Pointing records:
__________

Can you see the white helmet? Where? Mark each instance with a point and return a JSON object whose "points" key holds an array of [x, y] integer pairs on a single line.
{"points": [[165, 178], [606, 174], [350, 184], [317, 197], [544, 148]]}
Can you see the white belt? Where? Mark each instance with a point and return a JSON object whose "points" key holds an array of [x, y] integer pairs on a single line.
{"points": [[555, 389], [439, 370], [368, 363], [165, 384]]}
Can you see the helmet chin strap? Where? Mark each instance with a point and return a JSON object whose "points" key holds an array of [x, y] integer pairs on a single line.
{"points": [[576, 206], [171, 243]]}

__________

Copy every item above word for word, line by line, with nothing changed.

TASK RESPONSE —
Can you see the white helmet? Where? Mark each instance with a point and return a JSON object whose "points" key holds an array of [x, y] integer pairs on a single line.
{"points": [[165, 178], [606, 174], [350, 184], [317, 197], [544, 148]]}
Can you see the white belt? Where? Mark each instance with a point and return a JSON object whose "points" key holds an array of [x, y] integer pairs on a single line.
{"points": [[555, 389], [439, 370], [368, 363], [165, 384]]}
Can you see the helmet chin strap? Where? Mark each instance with a point and return a JSON object whose "points" key holds an array of [x, y] integer pairs on a single line.
{"points": [[576, 206], [171, 243]]}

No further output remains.